Passage given:
10. Financing Arrangements

1.75% Convertible Senior Notes Due 2013

On June 10, 2008, we issued $1,265.0 million aggregate principal amount of the Notes. The Notes are unsecured, unsubordinated obligations of the Company, which pay interest in cash semi-annually at a rate of 1.75% per annum. The Notes will mature on June 1, 2013 unless earlier repurchased or converted in accordance with their terms prior to such date. The Notes may be converted, under the conditions specified below, based on an initial conversion rate of 31.40 shares of common stock per $1,000 principal amount of Notes (which represents an initial effective conversion price of the Notes of $31.85 per share), subject to adjustment as described in the indenture governing the Notes.

The Notes are not redeemable by us prior to the maturity date. In the event of a fundamental change (as defined in the indenture for the Notes), holders of the Notes may require us to repurchase all or a portion of their Notes at a repurchase price equal to 100% of the principal amount of the Notes plus accrued and unpaid interest, if any, to, but excluding, the fundamental change repurchase date.

The holders of the Notes may convert their Notes until the close of business on the scheduled trading day immediately preceding the maturity date if any of the following conditions are met: (1) during the five business day period after any five consecutive trading day period (the measurement period) in which the trading price of the Notes for each day in the measurement period was less than 98% of an amount equal to (i) the last reported sale price of our common stock multiplied by (ii) the conversion rate for the Notes on each such day; (2) during any calendar quarter (and only during such calendar quarter) if the last reported sale price of our common stock for 20 or more trading days in a period of 30 consecutive trading days ending on the last trading day of the immediately preceding calendar quarter exceeds 130% of the applicable conversion price in effect for the Notes on the last trading day of such immediately preceding calendar quarter; or (3) upon the occurrence of specified corporate transactions set forth in the indenture for the Notes. On or after March 1, 2013, until the scheduled trading day immediately preceding the maturity date, holders of the Notes may convert their Notes regardless of the foregoing conditions. Upon conversion, a holder will receive cash in an amount equal to the lesser of the conversion value and the principal amount of the Notes, and any shares of our common stock for any conversion value in excess of the principal amount of the Notes, if any. Holders of the Notes who convert their Notes in connection with a fundamental change will, under certain circumstances, be entitled to a make-whole premium in the form of an increase in the conversion rate.

Required task 1: List each line of the entries below that contains the word "jever".

Supplied information:
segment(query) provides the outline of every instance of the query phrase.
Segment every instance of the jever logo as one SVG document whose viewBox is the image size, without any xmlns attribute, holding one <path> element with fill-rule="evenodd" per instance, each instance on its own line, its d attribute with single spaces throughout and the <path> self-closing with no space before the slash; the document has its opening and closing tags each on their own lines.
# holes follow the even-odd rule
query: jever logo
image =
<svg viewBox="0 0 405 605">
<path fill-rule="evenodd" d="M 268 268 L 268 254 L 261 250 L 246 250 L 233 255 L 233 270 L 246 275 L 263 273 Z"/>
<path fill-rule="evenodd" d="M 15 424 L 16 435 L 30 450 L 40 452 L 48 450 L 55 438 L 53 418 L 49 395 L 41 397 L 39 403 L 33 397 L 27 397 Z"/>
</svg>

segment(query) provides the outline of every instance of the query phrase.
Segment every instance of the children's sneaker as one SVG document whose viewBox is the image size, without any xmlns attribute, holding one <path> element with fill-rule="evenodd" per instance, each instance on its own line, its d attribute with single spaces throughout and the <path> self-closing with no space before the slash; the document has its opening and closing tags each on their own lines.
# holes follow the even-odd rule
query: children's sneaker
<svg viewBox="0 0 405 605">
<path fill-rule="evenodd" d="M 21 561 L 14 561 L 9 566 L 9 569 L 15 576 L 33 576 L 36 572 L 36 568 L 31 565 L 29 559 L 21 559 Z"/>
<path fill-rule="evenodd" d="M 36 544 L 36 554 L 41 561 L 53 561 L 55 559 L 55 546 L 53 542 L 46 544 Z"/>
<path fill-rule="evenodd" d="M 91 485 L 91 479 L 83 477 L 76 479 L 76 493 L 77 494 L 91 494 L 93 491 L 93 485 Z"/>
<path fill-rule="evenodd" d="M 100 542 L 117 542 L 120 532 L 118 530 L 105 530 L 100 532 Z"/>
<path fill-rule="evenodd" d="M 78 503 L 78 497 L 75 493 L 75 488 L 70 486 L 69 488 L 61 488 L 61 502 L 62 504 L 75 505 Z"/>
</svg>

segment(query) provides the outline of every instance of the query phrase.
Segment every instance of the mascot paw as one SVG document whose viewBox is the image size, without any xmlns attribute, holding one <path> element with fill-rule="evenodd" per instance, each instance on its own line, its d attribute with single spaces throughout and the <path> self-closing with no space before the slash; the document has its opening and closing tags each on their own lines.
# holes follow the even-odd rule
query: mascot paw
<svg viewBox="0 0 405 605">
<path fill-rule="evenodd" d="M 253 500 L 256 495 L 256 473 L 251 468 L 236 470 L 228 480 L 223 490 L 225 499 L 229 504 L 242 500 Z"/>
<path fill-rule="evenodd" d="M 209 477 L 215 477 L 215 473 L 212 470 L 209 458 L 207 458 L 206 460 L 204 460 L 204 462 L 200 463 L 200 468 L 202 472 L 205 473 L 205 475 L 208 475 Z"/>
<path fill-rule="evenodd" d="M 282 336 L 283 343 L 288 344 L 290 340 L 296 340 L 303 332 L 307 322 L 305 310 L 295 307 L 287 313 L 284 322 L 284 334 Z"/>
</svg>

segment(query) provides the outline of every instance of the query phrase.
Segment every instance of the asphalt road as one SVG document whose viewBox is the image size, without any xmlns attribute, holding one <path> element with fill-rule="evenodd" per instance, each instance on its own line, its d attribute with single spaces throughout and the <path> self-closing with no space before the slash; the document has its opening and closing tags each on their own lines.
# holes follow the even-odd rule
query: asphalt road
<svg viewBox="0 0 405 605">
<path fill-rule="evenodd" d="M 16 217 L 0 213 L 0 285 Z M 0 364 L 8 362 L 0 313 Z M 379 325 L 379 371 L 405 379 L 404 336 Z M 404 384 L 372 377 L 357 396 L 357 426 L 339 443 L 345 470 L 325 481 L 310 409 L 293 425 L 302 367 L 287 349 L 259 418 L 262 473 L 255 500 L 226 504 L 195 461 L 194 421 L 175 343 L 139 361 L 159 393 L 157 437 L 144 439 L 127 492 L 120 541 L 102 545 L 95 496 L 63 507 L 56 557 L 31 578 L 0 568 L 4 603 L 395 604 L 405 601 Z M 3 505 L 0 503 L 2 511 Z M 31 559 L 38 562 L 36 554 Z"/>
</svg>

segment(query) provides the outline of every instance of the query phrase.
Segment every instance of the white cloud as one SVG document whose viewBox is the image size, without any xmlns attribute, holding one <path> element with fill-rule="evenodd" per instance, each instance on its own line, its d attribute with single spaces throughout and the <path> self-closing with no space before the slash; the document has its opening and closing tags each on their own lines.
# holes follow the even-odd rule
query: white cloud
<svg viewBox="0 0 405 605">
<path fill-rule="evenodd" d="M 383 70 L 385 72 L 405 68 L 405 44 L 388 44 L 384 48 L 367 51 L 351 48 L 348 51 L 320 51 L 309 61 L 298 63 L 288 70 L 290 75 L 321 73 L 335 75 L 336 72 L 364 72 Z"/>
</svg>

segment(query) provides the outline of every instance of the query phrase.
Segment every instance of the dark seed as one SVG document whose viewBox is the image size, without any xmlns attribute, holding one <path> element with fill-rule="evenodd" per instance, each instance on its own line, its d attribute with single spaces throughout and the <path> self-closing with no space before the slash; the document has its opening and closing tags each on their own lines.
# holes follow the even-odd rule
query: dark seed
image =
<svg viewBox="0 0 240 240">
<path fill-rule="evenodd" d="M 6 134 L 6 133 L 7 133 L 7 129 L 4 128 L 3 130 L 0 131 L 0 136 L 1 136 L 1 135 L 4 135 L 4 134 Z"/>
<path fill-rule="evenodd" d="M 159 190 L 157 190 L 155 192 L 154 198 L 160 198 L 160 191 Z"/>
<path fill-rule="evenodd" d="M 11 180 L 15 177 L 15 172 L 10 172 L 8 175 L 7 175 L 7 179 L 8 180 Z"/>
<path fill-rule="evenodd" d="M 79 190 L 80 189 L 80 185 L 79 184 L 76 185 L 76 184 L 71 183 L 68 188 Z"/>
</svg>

Required task 2: Reproduce the part of the financing arrangements section above that begins with the words containing "10. Financing Arrangements" and ends with "governing the Notes.".

Exercise response 1:
Segment every instance of the jever logo as one SVG document whose viewBox is the image size, without any xmlns attribute, holding one <path> element with fill-rule="evenodd" per instance, each instance on its own line, its d attribute with single spaces throughout and the <path> self-closing with no space before the slash; the document has its opening and closing tags each on their own lines.
query: jever logo

Exercise response 2:
10. Financing Arrangements

1.75% Convertible Senior Notes Due 2013

On June 10, 2008, we issued $1,265.0 million aggregate principal amount of the Notes. The Notes are unsecured, unsubordinated obligations of the Company, which pay interest in cash semi-annually at a rate of 1.75% per annum. The Notes will mature on June 1, 2013 unless earlier repurchased or converted in accordance with their terms prior to such date. The Notes may be converted, under the conditions specified below, based on an initial conversion rate of 31.40 shares of common stock per $1,000 principal amount of Notes (which represents an initial effective conversion price of the Notes of $31.85 per share), subject to adjustment as described in the indenture governing the Notes.